§ EXERCISE DATA:
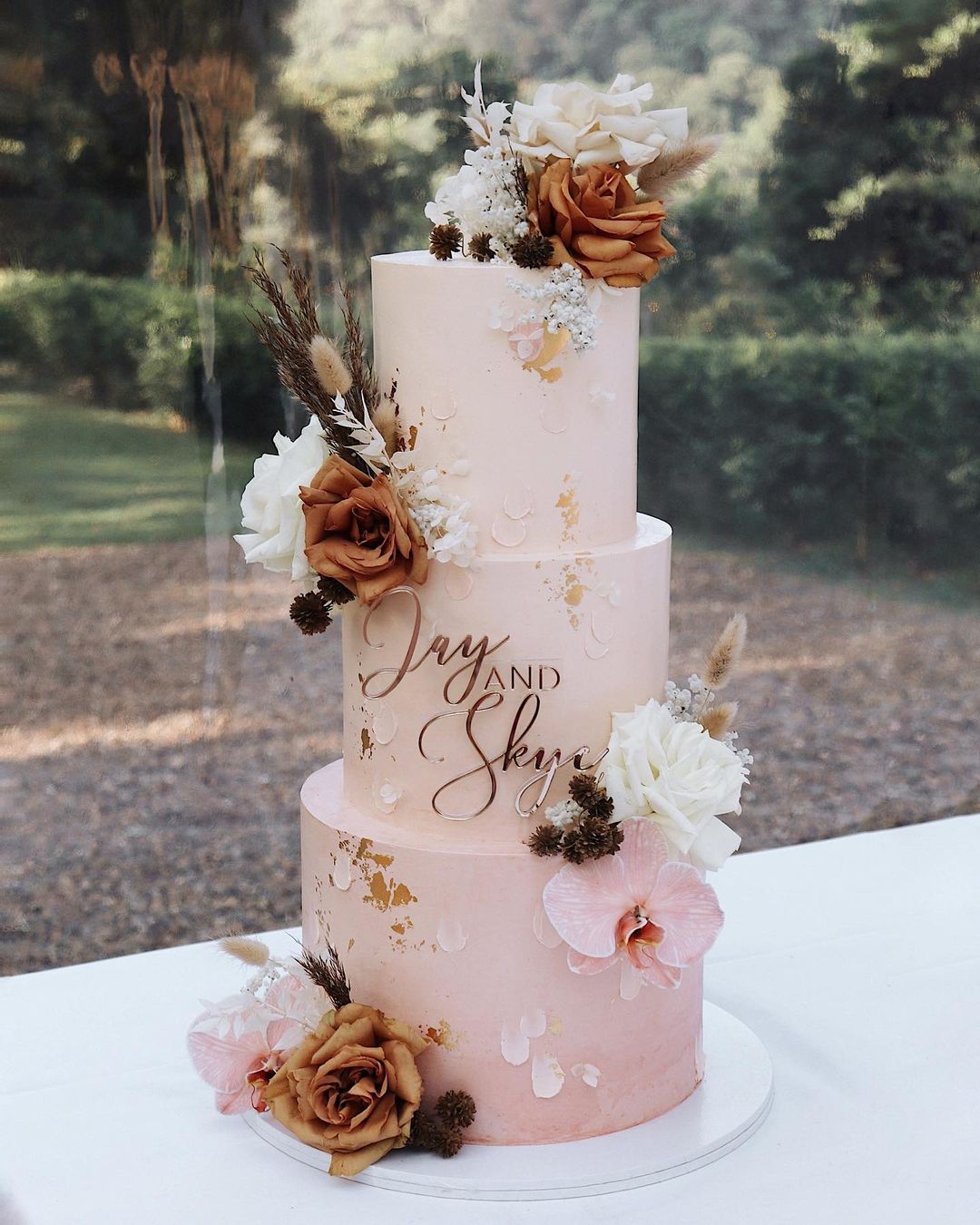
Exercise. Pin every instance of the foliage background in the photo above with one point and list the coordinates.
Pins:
(147, 146)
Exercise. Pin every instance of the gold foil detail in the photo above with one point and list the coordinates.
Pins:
(554, 342)
(443, 1035)
(570, 510)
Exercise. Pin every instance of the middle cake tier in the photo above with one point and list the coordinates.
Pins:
(475, 697)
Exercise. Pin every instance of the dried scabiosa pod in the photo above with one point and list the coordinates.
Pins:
(444, 240)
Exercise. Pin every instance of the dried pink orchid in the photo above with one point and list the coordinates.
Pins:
(657, 914)
(238, 1045)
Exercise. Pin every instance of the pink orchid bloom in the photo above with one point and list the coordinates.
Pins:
(238, 1050)
(657, 914)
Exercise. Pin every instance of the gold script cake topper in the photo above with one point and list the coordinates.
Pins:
(469, 654)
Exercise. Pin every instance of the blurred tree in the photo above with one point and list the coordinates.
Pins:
(875, 175)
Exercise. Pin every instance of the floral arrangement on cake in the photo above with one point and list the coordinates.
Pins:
(671, 772)
(577, 177)
(573, 181)
(340, 508)
(343, 1080)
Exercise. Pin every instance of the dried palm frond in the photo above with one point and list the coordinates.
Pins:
(674, 164)
(725, 653)
(245, 948)
(720, 720)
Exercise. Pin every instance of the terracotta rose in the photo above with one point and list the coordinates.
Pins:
(359, 532)
(352, 1088)
(594, 220)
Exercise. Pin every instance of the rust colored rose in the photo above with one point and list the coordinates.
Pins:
(359, 532)
(352, 1088)
(595, 222)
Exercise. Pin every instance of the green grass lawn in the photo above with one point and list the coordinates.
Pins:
(77, 475)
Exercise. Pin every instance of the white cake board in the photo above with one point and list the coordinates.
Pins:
(721, 1113)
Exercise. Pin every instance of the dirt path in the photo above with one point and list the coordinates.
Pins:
(144, 806)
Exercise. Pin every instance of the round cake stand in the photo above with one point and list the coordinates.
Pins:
(720, 1113)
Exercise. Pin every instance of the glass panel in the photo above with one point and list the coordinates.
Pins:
(808, 422)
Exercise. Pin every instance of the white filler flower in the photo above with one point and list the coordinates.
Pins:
(593, 128)
(271, 508)
(678, 776)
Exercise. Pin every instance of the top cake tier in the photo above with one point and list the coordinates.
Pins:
(543, 450)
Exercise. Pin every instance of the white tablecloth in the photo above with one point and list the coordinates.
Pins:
(857, 961)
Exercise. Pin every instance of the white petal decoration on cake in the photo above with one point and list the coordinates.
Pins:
(555, 416)
(610, 591)
(342, 871)
(451, 936)
(518, 501)
(386, 794)
(508, 532)
(602, 626)
(533, 1023)
(546, 1077)
(514, 1045)
(588, 1073)
(458, 582)
(595, 650)
(599, 397)
(544, 933)
(384, 723)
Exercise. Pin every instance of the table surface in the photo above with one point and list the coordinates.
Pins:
(854, 959)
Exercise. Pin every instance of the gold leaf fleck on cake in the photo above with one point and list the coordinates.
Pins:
(443, 1035)
(570, 508)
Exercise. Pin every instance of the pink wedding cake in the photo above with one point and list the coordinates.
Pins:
(466, 697)
(512, 855)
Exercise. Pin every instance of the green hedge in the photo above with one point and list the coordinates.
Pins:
(802, 438)
(132, 345)
(874, 440)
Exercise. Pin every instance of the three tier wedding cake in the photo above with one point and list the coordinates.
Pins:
(511, 857)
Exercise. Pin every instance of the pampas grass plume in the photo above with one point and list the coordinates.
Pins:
(329, 367)
(725, 653)
(720, 720)
(244, 948)
(675, 163)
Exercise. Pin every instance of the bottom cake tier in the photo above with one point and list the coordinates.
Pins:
(454, 936)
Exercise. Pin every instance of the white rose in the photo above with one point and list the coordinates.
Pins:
(678, 776)
(271, 508)
(592, 128)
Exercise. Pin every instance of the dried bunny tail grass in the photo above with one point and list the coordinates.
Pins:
(386, 423)
(720, 720)
(675, 163)
(725, 653)
(244, 948)
(329, 368)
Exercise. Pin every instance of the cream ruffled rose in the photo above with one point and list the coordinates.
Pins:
(592, 128)
(352, 1088)
(271, 508)
(678, 776)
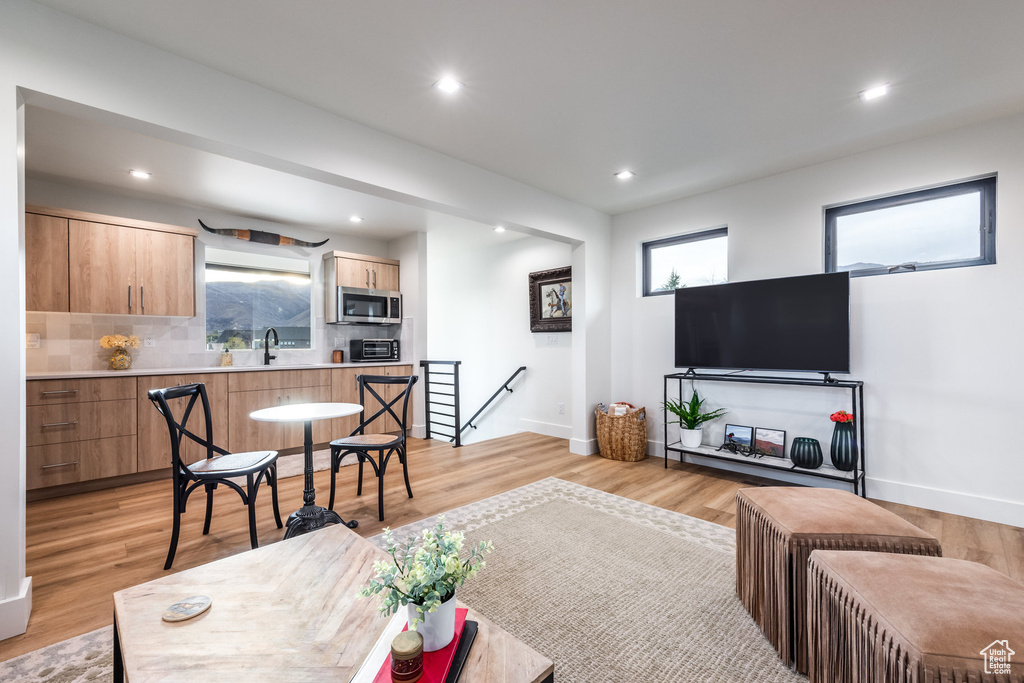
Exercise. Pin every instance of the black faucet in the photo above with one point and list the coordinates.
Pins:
(266, 345)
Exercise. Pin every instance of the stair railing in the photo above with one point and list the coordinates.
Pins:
(440, 387)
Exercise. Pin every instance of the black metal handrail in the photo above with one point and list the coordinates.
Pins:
(440, 390)
(469, 423)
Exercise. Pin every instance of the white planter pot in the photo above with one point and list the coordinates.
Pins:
(437, 628)
(690, 438)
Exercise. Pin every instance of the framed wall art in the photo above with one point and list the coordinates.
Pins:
(769, 442)
(551, 300)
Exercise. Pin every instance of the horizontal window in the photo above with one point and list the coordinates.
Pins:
(687, 260)
(943, 227)
(246, 295)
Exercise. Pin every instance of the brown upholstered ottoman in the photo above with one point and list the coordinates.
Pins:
(876, 616)
(776, 529)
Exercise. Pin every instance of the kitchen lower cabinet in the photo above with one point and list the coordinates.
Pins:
(154, 436)
(80, 430)
(77, 430)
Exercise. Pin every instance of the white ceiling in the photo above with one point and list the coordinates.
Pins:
(692, 94)
(82, 152)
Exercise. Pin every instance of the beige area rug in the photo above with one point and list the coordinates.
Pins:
(609, 589)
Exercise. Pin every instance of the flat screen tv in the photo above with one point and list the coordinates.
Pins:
(788, 324)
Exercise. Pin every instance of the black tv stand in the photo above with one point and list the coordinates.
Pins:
(855, 477)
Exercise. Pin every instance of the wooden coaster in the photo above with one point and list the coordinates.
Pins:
(187, 608)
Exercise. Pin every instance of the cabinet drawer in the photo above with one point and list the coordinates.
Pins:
(79, 422)
(79, 461)
(46, 392)
(278, 379)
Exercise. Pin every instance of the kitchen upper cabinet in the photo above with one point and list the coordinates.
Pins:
(359, 270)
(166, 273)
(46, 262)
(102, 268)
(111, 265)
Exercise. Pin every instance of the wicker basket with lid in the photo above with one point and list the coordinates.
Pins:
(623, 436)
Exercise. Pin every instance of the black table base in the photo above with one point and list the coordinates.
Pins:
(311, 516)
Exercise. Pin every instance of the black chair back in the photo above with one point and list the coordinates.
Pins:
(367, 385)
(177, 427)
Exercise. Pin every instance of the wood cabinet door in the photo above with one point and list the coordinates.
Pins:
(166, 273)
(352, 272)
(45, 263)
(101, 268)
(384, 276)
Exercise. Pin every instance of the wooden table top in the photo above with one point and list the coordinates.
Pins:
(285, 612)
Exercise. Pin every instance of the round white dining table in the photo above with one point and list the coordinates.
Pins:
(311, 516)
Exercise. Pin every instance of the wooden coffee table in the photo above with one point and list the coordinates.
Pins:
(288, 611)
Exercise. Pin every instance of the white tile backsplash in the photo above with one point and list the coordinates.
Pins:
(71, 342)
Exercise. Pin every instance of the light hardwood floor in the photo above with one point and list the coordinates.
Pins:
(83, 548)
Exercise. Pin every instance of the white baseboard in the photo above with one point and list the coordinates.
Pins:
(967, 505)
(14, 611)
(546, 428)
(583, 446)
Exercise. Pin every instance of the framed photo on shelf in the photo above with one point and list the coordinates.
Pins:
(739, 434)
(769, 442)
(551, 300)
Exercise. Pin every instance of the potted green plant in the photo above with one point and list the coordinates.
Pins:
(690, 416)
(425, 578)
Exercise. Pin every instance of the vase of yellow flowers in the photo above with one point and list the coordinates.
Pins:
(425, 578)
(121, 358)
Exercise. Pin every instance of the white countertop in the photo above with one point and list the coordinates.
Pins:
(148, 372)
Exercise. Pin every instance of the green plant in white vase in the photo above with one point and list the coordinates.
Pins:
(690, 416)
(425, 578)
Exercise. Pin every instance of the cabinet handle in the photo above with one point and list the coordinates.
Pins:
(74, 462)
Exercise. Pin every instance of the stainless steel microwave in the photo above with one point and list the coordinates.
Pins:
(355, 305)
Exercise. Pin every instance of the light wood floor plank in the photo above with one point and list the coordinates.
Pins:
(83, 548)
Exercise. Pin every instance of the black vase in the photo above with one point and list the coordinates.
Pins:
(806, 453)
(844, 446)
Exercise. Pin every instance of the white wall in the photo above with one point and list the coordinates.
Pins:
(478, 306)
(938, 350)
(48, 57)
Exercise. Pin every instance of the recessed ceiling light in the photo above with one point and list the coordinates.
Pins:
(875, 93)
(448, 84)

§ WORK REQUIRED: Write out every line from the entries where "ceiling" appears.

§ RESULT:
Exercise. Pin every instance of the white ceiling in the photo above with one point and list the coordinates.
Exercise. Pin every instance of the recessed ceiling light in the photo above with one point and list the coordinates.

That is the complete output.